§ **WHAT YOU NEED TO DO**
Transcribe the data exactly. Pictures stay out.

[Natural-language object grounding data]
>>>>>
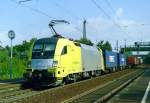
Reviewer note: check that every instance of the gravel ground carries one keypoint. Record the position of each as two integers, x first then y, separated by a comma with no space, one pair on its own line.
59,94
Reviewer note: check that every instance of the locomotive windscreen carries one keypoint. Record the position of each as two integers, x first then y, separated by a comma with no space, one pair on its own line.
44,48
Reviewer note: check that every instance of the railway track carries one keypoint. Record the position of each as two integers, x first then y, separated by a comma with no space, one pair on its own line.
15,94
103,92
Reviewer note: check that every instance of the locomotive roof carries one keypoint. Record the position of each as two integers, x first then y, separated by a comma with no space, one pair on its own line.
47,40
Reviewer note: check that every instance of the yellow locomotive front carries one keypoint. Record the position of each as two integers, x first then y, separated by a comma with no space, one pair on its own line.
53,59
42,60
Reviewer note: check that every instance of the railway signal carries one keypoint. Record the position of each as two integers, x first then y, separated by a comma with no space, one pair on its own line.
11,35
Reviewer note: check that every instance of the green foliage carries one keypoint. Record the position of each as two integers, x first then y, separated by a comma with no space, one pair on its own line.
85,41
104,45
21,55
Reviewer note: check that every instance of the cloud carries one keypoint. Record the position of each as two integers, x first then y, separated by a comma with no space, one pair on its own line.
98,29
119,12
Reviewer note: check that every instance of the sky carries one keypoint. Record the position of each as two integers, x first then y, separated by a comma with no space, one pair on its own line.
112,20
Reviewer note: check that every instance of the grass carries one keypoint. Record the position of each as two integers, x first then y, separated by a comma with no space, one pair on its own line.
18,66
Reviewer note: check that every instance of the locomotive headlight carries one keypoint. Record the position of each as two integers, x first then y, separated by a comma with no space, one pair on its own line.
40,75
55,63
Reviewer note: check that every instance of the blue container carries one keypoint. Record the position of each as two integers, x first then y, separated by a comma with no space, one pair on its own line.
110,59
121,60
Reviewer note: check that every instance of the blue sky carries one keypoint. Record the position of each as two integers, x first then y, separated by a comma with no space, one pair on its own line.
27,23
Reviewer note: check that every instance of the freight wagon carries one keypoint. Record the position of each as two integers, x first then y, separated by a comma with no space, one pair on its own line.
<<<<<
§ **SOLUTION TO THIS PROBLEM**
Reviewer note: check that every instance of the gravel ground carries one keypoint. Record the position of each as two integers, x first then y, separated by a comma with no space, one pair on its own line.
59,94
Reviewer note: check that every instance of the locomotive windscreen carries one keypoint. Record the position of each as two integers, x first then y, separated by a comma with no space, one pair on its own line.
44,48
Reviewer note: check that every instance of the railway track carries one keypoint. Record the position of each as two integers, x first then y, separated by a comma with no space, one pair on its own line.
15,94
103,92
Reviewer note: check that every instance of the locomotive roof carries one keypoint. Record the position of each as two integers, x first then y, separated by a comma with no space, one pair on its own line.
47,40
Reviewer note: check that every instance of the yellow locomotive front carries one keypoint. Record the position of each as two integers, x first then y, separated by a comma with no space, one pair on its own line.
53,59
42,60
Reviewer note: check that every instance of the railway signal carries one keypoint. Record the position of each as two integers, x first then y, separated by a comma with no space, one pair on its own line.
11,35
Reviewer note: check that every instance of the green foliage carries one keypoint. Record the position of each as two integers, x first then y, separated by a comma with no space, one pair on its own line.
85,41
104,45
21,55
Reviewer note: check that every instance of the cloud carries one keypoint. Record the position of each as two integers, x first then y, separated by a comma with no space, one pair on its own line.
98,29
119,12
Reviewer note: check that every instance of the sky carries one keypoint. Record the position of each as two integers, x first then y, separated by a comma with no space, one pair on its own line.
112,20
Reviewer note: check that every instance of the grass carries one keypoint. Record the position of each as two integers, x first then y, separated by a comma with no space, one pair on its own line.
18,66
Reviewer note: check that every instance of the locomotive headlight carries one keypoint. Record the position of each as two integers, x first then y, separated by a comma with no space, one pair on its own line.
40,75
55,63
Reviewer note: check that every instance of the blue container carries one keypoint. Record the position of each as two integers, x first then y, separated by a comma with no space, one pair on its own line.
110,59
121,60
Reviewer note: check that every instance of the blue sky carries one keypoint. Record the position of each as two integers, x first then y, separated by a comma with no space, one pair on its own line.
27,23
Reviewer note: check that every instance of the freight wagon carries one keypoint. Record the position of each as two integers, x first then y, separated by a comma with no space, one pair on its own line.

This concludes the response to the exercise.